There was one redeeming quality to this class: the professor. There is no way for me to accurately portray this guy to get the full understanding necessary, but I’ll give it my best shot. He had an unkempt mop of black hair sprinkled with grey, shooting off in several directions. His teeth took poor Japanese hygiene to a new level, dark brown and rotting. His suit, sweater and jacket three piece was each a different tone of grey, and halfway tucked in. His glasses were always tilting down on one side. One of his brown boots was untied. But the kicker was his voice. Honestly he probably spoke better English than any Japanese person I have yet to encounter, but that just made it worse. He had a spitting lisp that wouldn’t quit, peppered each sentence with at least 10 “emms…ehhhs…ahhmmms...” and other dragged out single syllable pronunciations of consonant sounds that served no purpose other than to accentuate his nerdiness. And the tone of the voice was the quintessential high pitch nerd volume, only with an Asian affectation. Pure entertainment.
After the movie the university was having a rice pounding ceremony. I sat across from a girl who looked like she had just walked out of a poor Kyoto countryside village 100 years ago. Bowl cut, dirty face, the works. Anyways I could feel the excitement eminating from her as she waited for the instructions to be explained before we could start. At the end of the instructions she couldn’t contain herself, rocking back and forth in her seat while slapping her hands in a applause like a seal. It was amazing. When the speaker asked who wanted to be first her hand shot in the air faster than you can say “unagi roll.” After a few seconds of passing without the speaker seeing her (even though she was the only one with her hand raised) the girl took matters, and mallats, into her own hands. She got up, walked straight to the rice pounding hammer and went to work on this thing like her entire caste depended on it. It truly was a sight to behold. Her enthusiasm never wavered, and when it came time to roll the pounded rice, guess who was first in line. One of the highlights of my night came later when we played an ice breaker game where you had to fill out a bingo card with names and she approached me to ask for my name. She must have seen how much I enjoyed her display, or maybe she just noticed heard me screaming in laughter when she swung the mallat or saw me point at her everytime it was asked who wants another turn. Either way, though the conversation lasted only through greetings and pleasantries even 15 seconds with this girl was enough. I usually am never at a loss for words, but it was like meeting my childhood idol. Honestly I am probably better off not being able to get more of the conversation out of her, because she definitely struck me as the type of girl who would kill anything that stood between her and rice pounding.

• Data block:
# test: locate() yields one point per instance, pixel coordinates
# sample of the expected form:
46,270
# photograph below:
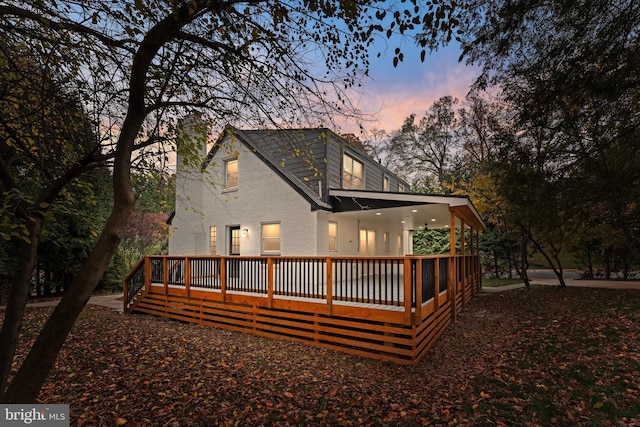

• The problem: Condense the paragraph of the text that begins "After the movie the university" into a short bulleted list of its main events.

• Answer in full:
- After the movie, the university held a rice pounding ceremony.
- The narrator sat across from a girl who was visibly excited and rocked in her seat and clapped once the instructions ended.
- She raised her hand to go first. When the speaker didn't notice her, she walked to the hammer and began pounding the rice herself.
- Her enthusiasm stayed high, and she was first in line to roll the pounded rice.
- Later, during a bingo ice breaker game, she asked the narrator's name.
- Their exchange lasted about 15 seconds of greetings and pleasantries. The narrator compared it to meeting a childhood idol.